§ EXERCISE DATA:
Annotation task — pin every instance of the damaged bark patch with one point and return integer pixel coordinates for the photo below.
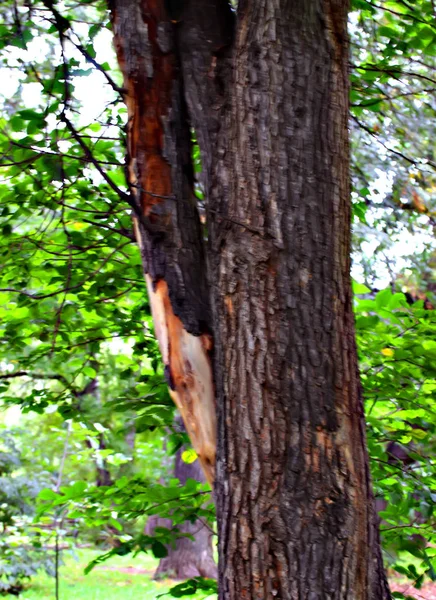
(189, 374)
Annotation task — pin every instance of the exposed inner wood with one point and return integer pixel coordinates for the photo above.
(189, 374)
(161, 179)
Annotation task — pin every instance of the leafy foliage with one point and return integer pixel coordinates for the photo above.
(76, 338)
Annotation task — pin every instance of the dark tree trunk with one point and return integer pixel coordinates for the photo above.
(269, 102)
(295, 507)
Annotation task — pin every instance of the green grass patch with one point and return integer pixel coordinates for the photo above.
(120, 578)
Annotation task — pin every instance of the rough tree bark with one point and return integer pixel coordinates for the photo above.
(268, 98)
(188, 558)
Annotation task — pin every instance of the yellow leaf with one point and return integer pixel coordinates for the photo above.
(189, 456)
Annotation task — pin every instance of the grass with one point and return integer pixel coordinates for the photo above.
(106, 582)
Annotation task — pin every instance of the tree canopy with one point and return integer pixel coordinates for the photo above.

§ WRITTEN TASK: Reproduce all of the material above with every "pin" swapped for "mark" and everything else left as it is. Leave the pictures out.

§ COMPLETE ANSWER:
Annotation task — mark every instance of the damaged bark patch with one point and return integer pixel coordinates for the photo below.
(189, 374)
Annotation task — mark every instance of the exposed inner wood with one point and return integer pixel coordinates for the photo above.
(189, 374)
(161, 179)
Annotation task — mark every instance of the leafy foliage with one point and return integer pixel coordinates for the photo above.
(76, 338)
Annotation task — mark every instance of the dark tree trunk with one point and return integer pixel coordinates for the photo above.
(269, 102)
(295, 507)
Annotation task — mark every instance of the green grass patch with one point and return integer pixel coordinates for the photo above.
(120, 578)
Annotation task — mark every instance of the rough tree bark with one point and return integer pixel coordinates for the photo above.
(268, 98)
(188, 558)
Annotation task — mark every instance of the yellow leaf with one point and return integer pixel coordinates for the photo above.
(189, 456)
Annotation task — mark every instance of the grass with one point and return integer pixel coordinates for the photo above.
(106, 582)
Annotation task — mark every instance of the tree canopy with one point and return integer pixel coordinates for the photo above.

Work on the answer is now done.